> [Given request 1]
Answer these questions using the forum thread on distance casting:
(a) How long a fuse does the helicopter idea call for?
(b) What did the guys on the fishing show rig to deliver and drop their bait at the dam wall?
(c) What kind of fish did they end up with?

>> START Source

At this time I would like to "Officially Welcome" you to the "Distance Casting" forum.


----------



## mistwist (Mar 29, 2004)

Hmm, I am beginning to think, radio control helicopter and some kind of breakawy set up.... maybe a 3 ft long fuse, in a plastic tube, fire cracker fuse, a lil slower burning tho, knotted around a 12 inch piece of mono with a swivel on either end....hook the swivel into the same snap as your sinker.... get it out there where ya want it, wait for the fuse to burn through the string.... voila, your where you want to be, exactly...LOL


and I thought fishing was going to keep me out of trouble....LOL

Mistwist


----------



## mistwist (Mar 29, 2004)

Hmm, I am beginning to think, radio control helicopter and some kind of breakawy set up.... maybe a 3 ft long fuse, in a plastic tube, fire cracker fuse, a lil slower burning tho, knotted around a 12 inch piece of mono with a swivel on either end....hook the swivel into the same snap as your sinker.... get it out there where ya want it, wait for the fuse to burn through the string.... voila, your where you want to be, exactly...LOL


and I thought fishing was going to keep me out of trouble....LOL

Mistwist


----------



## Wrong Way (May 29, 2003)

Cool topic back from the grave. That helicopter idea is just nuts. RC helicopters run in the thousands and totally not worth risk sinking in the depths of the sea. Way back when, I saw a fishing show where these guys were on a boat fishing for catfish near a dam. There were limits on now close you can get so what these guys did was rig an RC boat to deliver and drop the bait at the dam wall. It was pretty cool and they ended up with some monster catfish.

>> END Source
>> START Record set

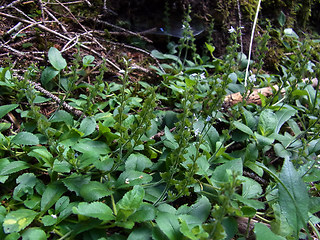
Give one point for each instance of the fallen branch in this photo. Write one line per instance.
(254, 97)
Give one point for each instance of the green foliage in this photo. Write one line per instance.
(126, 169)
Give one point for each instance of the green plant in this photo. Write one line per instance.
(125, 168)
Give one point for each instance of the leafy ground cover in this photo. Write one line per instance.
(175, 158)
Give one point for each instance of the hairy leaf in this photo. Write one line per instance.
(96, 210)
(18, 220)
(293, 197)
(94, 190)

>> END Record set
>> START Record set

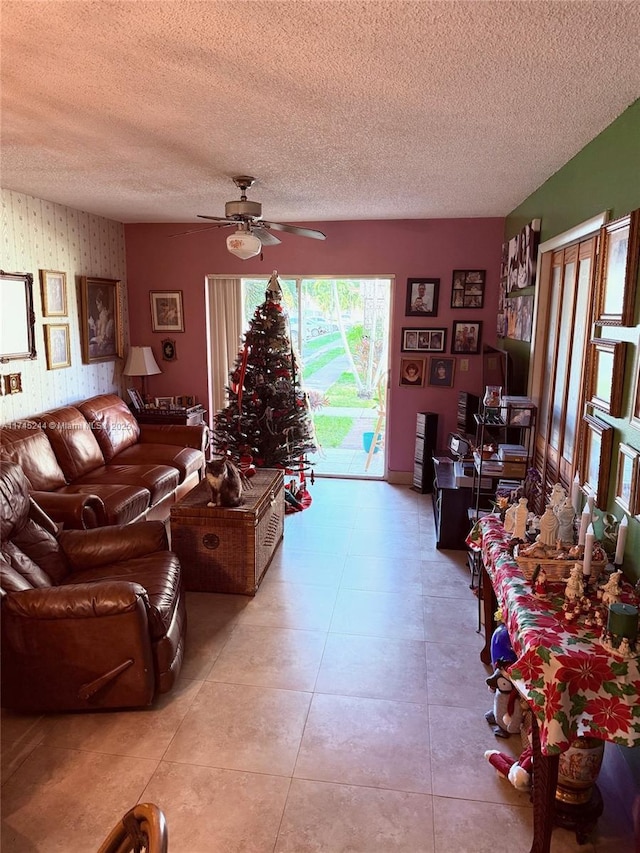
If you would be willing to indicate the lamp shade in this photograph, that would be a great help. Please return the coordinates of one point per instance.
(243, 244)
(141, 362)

>> END Record set
>> START Record set

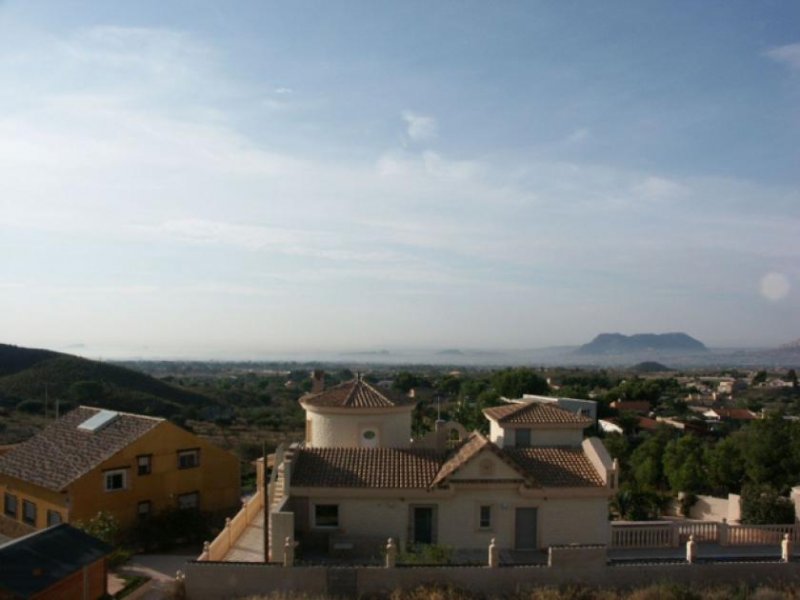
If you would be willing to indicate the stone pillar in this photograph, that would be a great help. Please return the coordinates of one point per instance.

>> END Record set

> [Given request 2] Pick out every line of the records that contains the word "willing", and copy each one in full. Case counts.

> [Output 1]
(a) A 3 ft long fuse.
(b) An RC boat.
(c) Monster catfish.

> [Output 2]
If you would be willing to indicate the lamp shade in this photograph, that would be a great help. Please return the coordinates of one point per instance.
If you would be willing to indicate the stone pillar in this photograph, that would be a great help. Please return the coordinates of one point per instance.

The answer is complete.